* INSTRUCTIONS *
[a] Reproduce the section of the exercise guide that begins with the words containing "6. Skips For" and ends with "for these also.".
[b] Answer these from the exercise guide:
(i) What distance is used for skips for distance?
(ii) What is held between the legs for forward weight throws?
(iii) Which muscles do straight leg bounds target?

* GIVEN TEXT *
====

6. Skips For Distance
Skips for distance are also great ones. Again using the basic skipping motion, the goal is to spring forward as far as possible. They're similar to bounding but not as strenuous on the body, so you won't get as beat up. Like the skips for height, be sure to pump the arms and use all of your leg, calf and ankle muscles. I also use 30 meters for these.
7. Straight Leg Bounds
Straight leg bounds are great for targeting the hamstrings and glutes. They're performed by keeping your legs as straight as possible throughout the whole exercise. To cover ground, emphasize snapping your leg down and exploding forward instead of trying to reach. Thirty meters is a good distance for these also.
8. Forward Weight Throws
Forward weight throws are a great overall strength and power exercise. The throw is performed by holding a shot put between your legs, squatting down and then exploding up and out while your arms rip forward to release the weight. Use a challenging weight without sacrificing technique or possible injury. The goal is to throw the weight as far as possible.
9. Overhead Weight Throws
Overhead weight throws are also great for your overall power output. Although the weight is thrown behind you, the execution is similar to the forward weight throws. Stand with your back facing wherever you're throwing, hold the weight between your legs, squat down, then explode up and back releasing the weight over your head. This is definitely my favorite throwing exercise! It's a good idea to keep a record of your throws and monitor your progress throughout the season.
As far as sets and reps, it is ultimately up to you and/or your coach. Throughout my season, things change so I will do either less or more depending on the circumstances. Again, these exercises are meant to be powerful and are taxing on your CNS. So as a basic guideline, less is probably better. Quality over quantity! Good luck with your training.

====

* INFORMATION SHOWN *
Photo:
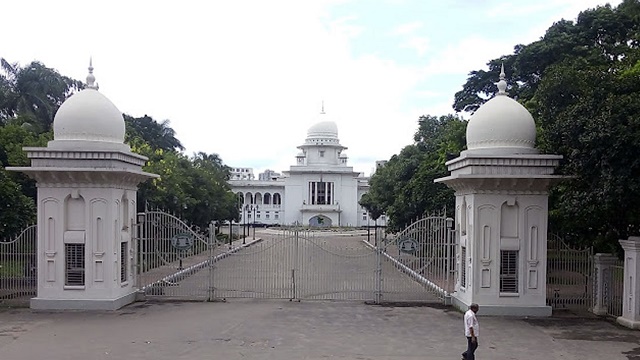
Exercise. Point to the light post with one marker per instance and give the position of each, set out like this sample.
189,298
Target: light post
244,227
449,248
254,221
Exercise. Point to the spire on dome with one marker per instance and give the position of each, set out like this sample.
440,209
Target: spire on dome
91,80
502,84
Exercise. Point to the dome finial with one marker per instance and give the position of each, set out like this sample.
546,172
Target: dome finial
502,84
91,80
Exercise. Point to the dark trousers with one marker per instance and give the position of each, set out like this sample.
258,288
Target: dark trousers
471,349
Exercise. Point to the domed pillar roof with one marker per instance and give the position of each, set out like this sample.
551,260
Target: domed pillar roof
501,126
88,120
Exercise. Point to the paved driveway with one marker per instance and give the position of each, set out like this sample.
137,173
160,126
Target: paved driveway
279,329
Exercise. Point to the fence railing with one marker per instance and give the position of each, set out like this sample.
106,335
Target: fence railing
569,275
18,267
613,289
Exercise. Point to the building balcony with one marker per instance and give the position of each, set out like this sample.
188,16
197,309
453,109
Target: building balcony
321,208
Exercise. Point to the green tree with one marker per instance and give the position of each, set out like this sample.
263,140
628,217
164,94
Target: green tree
16,209
35,92
403,188
158,135
580,83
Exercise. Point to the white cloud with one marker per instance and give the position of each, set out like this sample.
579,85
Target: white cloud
246,79
419,44
407,28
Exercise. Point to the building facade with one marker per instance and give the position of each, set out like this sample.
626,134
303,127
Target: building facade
319,190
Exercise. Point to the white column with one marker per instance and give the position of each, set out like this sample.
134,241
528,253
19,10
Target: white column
602,263
631,296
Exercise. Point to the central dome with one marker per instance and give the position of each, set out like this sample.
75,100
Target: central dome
324,129
501,126
89,116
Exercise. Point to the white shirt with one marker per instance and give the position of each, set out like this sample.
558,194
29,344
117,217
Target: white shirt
470,321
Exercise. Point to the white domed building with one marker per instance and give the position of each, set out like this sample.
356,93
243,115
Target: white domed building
320,189
501,185
87,180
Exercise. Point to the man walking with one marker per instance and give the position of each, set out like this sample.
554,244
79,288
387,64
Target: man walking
471,331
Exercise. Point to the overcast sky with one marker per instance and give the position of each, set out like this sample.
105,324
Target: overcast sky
246,79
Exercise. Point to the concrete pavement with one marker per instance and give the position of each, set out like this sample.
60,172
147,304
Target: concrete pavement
279,329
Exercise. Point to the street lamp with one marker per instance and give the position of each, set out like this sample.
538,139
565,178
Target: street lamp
244,227
254,221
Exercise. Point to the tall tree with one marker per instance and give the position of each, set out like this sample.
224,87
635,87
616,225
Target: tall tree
159,135
580,83
403,188
35,92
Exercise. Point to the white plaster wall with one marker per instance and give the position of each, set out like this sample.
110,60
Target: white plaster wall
485,240
102,243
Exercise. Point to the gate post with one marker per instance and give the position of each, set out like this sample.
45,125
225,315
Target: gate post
211,245
602,265
631,295
378,275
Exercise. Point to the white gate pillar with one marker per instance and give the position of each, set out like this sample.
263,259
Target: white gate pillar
631,296
602,263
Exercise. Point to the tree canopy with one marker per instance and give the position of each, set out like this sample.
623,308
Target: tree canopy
193,187
581,83
403,188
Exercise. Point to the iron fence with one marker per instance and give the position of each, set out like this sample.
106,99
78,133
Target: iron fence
18,267
570,275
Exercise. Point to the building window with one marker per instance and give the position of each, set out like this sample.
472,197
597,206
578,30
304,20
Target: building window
321,193
509,271
463,267
124,249
74,264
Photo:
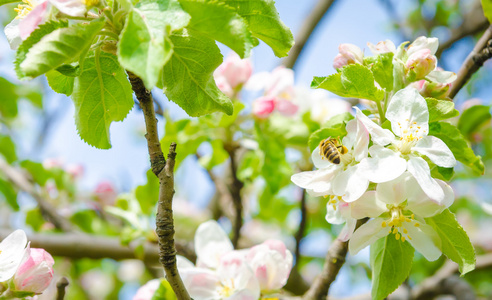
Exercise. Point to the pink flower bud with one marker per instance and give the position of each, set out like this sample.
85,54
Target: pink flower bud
271,263
419,64
234,70
35,271
263,106
349,54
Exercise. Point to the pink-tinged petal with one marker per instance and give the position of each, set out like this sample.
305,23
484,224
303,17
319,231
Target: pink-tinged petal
444,77
420,204
367,206
424,239
12,33
395,191
419,168
367,234
286,107
379,135
347,230
384,165
263,106
211,243
146,291
436,150
74,8
12,250
201,283
317,183
350,184
408,108
33,19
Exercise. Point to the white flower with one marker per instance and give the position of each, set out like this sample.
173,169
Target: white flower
12,250
406,206
409,117
344,179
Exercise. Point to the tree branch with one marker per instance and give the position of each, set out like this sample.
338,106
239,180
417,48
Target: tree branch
335,258
165,172
23,183
307,28
480,53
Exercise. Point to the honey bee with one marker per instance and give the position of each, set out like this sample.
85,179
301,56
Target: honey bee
332,149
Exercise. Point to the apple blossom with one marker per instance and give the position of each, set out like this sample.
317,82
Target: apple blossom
35,271
348,54
233,73
406,206
12,250
343,179
409,117
271,263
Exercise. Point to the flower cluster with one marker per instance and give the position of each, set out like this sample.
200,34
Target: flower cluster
224,273
384,172
24,271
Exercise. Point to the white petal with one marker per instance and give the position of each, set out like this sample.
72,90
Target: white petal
200,283
379,135
317,183
393,192
350,184
422,205
408,108
12,250
436,150
384,165
419,168
211,243
367,234
347,230
367,206
13,34
444,77
333,215
424,239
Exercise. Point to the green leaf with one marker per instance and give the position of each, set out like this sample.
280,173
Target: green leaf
391,261
354,81
148,194
144,46
456,244
8,103
7,148
164,291
440,109
57,47
264,23
382,69
472,118
101,94
188,79
60,83
220,22
487,9
9,194
34,38
456,142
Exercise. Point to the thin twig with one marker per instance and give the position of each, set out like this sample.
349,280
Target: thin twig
23,183
165,172
307,28
335,258
473,62
60,288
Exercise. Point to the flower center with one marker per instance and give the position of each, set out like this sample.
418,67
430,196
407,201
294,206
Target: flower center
227,288
397,223
23,9
409,136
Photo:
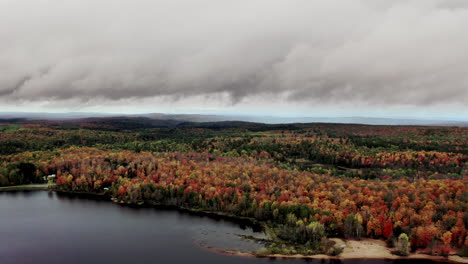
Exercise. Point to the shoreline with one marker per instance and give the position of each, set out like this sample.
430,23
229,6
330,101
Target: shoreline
366,248
414,256
31,187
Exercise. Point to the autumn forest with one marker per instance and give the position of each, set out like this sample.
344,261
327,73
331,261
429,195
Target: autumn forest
305,183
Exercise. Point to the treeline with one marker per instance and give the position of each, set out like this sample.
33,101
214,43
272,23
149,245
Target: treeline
428,211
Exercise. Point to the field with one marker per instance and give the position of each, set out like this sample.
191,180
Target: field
305,182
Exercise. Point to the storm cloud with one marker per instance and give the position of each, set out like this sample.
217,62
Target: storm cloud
329,51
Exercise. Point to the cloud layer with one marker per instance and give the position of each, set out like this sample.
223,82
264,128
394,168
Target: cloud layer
329,51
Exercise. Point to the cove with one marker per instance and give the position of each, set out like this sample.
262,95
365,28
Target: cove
49,227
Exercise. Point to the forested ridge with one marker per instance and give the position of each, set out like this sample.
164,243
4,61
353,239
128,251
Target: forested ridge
305,181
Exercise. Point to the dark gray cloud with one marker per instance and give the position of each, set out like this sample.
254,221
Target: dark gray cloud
371,51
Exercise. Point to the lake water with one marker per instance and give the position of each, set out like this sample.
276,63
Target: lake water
47,227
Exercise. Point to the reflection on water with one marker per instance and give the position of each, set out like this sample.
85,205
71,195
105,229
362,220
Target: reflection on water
47,227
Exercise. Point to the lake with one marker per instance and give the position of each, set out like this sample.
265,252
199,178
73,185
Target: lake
48,227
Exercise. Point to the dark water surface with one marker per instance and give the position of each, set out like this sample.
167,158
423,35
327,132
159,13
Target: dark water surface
46,227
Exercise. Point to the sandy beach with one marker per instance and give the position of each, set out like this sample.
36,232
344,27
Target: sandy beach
354,249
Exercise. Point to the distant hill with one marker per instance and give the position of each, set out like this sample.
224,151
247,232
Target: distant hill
167,120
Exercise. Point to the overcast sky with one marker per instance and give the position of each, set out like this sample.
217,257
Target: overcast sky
291,57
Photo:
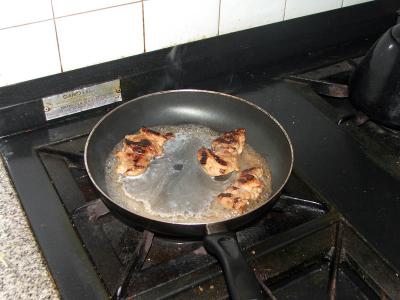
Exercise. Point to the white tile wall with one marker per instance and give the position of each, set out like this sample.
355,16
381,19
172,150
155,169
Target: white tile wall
17,12
103,35
69,7
172,22
28,52
238,14
95,31
299,8
353,2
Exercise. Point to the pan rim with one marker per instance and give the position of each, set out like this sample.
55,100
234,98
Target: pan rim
272,196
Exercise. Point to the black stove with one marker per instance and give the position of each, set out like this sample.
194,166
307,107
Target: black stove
302,245
332,233
380,143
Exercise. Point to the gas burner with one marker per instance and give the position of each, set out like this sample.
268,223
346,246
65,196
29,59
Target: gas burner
330,83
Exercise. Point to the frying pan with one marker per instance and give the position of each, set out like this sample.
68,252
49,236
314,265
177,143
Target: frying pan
220,112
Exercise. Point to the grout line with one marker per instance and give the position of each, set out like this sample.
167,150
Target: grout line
98,9
55,29
29,23
74,14
284,11
219,16
144,29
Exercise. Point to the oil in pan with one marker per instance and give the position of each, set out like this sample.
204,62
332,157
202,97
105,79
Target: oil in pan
174,187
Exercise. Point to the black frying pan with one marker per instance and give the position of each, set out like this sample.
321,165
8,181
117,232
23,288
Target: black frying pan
220,112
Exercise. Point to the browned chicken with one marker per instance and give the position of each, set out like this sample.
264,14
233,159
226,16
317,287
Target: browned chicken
222,158
138,151
247,187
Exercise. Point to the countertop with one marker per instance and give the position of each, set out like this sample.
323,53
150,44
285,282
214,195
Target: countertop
23,271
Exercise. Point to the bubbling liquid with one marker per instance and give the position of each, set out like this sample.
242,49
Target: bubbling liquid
174,187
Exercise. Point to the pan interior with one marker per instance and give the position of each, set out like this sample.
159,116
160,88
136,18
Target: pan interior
174,187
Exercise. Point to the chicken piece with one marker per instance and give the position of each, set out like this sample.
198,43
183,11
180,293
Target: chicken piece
139,150
222,158
215,165
247,187
232,141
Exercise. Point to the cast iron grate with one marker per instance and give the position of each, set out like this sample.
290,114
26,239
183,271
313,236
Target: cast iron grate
292,243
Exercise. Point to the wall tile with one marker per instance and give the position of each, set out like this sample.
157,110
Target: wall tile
28,52
18,12
174,22
299,8
352,2
238,14
100,36
69,7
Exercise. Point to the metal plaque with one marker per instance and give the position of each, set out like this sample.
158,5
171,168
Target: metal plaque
79,100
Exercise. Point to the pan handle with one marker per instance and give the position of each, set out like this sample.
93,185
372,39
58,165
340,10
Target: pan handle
241,280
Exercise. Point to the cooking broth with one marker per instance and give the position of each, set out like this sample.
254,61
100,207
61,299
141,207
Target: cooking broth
174,188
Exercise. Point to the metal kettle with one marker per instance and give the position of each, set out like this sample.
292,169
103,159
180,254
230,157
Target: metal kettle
375,84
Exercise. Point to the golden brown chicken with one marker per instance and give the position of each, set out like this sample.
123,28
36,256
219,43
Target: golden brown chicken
222,158
247,187
139,150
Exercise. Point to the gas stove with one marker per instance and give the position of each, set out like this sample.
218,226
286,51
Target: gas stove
332,233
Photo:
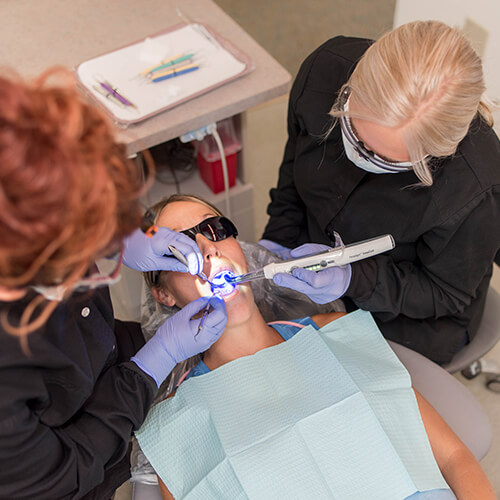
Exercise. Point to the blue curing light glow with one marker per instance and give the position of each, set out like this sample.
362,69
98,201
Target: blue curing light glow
222,287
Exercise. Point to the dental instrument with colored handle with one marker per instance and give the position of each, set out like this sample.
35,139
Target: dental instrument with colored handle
338,256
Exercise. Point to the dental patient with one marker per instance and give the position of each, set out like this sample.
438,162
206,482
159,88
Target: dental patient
190,462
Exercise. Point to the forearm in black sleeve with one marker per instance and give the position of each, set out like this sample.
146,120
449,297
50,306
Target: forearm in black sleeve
286,210
452,262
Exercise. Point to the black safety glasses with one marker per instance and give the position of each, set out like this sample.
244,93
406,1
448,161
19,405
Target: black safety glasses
214,228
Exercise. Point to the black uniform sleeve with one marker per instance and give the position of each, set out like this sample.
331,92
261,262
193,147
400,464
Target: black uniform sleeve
313,93
286,210
67,407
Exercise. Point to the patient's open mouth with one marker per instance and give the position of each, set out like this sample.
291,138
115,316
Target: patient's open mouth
224,289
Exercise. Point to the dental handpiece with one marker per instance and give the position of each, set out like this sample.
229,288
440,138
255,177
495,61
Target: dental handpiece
338,256
180,257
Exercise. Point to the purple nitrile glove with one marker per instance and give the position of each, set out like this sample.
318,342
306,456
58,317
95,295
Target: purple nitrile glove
144,253
321,286
178,338
276,248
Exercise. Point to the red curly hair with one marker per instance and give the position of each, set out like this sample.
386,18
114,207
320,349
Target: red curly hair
68,193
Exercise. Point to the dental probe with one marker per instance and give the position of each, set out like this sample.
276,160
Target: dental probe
339,256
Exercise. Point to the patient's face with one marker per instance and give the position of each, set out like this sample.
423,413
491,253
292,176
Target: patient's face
182,288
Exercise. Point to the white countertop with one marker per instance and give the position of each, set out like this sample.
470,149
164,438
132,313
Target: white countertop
37,34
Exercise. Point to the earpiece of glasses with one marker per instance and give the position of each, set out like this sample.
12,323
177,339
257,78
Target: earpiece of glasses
214,228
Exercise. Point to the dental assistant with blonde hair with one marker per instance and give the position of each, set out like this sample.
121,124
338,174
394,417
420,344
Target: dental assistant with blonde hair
245,334
74,382
394,136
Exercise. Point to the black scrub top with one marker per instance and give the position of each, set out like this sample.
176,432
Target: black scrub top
429,292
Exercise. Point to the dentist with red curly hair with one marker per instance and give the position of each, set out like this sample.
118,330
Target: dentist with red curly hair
75,382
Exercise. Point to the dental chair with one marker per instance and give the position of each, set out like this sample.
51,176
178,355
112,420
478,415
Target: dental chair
469,361
454,402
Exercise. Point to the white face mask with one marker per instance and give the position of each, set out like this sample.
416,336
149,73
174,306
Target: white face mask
367,165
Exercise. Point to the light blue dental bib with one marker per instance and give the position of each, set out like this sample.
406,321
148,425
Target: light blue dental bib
329,414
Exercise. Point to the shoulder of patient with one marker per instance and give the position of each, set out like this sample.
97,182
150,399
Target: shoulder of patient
325,318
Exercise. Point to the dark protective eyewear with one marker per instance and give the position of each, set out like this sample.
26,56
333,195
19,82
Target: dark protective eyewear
214,228
358,145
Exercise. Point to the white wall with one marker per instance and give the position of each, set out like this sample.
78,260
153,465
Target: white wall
460,14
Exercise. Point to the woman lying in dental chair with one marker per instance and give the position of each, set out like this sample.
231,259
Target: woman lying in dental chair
219,436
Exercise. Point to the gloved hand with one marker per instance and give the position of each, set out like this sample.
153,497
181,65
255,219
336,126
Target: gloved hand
144,253
276,248
175,340
322,286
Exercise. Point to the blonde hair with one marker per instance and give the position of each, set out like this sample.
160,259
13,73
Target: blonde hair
156,209
426,77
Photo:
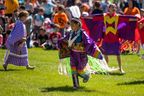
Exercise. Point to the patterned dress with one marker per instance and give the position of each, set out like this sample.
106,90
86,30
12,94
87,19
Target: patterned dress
81,47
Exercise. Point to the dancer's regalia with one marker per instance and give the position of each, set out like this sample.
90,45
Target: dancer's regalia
110,28
78,45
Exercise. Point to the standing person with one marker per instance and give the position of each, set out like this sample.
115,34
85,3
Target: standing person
132,9
11,6
141,29
111,33
61,19
38,21
17,53
1,36
80,45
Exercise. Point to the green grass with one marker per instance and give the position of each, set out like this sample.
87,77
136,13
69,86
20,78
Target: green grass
45,80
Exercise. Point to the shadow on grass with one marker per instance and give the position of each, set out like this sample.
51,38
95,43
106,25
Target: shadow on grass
116,73
66,89
132,82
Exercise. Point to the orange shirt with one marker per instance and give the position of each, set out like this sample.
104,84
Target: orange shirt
60,19
131,11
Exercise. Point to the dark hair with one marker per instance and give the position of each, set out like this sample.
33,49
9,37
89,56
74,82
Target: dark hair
42,29
41,9
22,7
60,7
76,21
23,13
97,4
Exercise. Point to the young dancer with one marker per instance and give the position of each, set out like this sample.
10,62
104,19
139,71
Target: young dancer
78,44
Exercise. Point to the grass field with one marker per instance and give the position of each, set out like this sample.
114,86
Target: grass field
45,80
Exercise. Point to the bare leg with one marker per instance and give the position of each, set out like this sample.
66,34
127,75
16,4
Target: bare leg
119,64
106,58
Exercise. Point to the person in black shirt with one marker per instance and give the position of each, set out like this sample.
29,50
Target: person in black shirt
97,9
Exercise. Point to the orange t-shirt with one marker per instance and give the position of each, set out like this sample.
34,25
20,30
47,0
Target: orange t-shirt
60,19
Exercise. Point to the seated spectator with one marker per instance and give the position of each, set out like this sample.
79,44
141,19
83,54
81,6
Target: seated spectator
42,38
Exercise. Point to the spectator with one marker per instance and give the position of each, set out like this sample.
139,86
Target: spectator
38,21
18,54
97,8
61,19
11,6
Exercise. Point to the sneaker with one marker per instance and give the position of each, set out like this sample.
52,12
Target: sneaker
30,67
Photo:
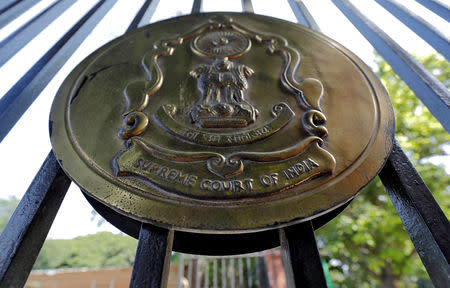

====

* ANSWERS BY ITEM NUMBER *
[a]
6. Skips For Distance
Skips for distance are also great ones. Again using the basic skipping motion, the goal is to spring forward as far as possible. They're similar to bounding but not as strenuous on the body, so you won't get as beat up. Like the skips for height, be sure to pump the arms and use all of your leg, calf and ankle muscles. I also use 30 meters for these.
7. Straight Leg Bounds
Straight leg bounds are great for targeting the hamstrings and glutes. They're performed by keeping your legs as straight as possible throughout the whole exercise. To cover ground, emphasize snapping your leg down and exploding forward instead of trying to reach. Thirty meters is a good distance for these also.

[b]
(i) 30 meters
(ii) A shot put
(iii) The hamstrings and glutes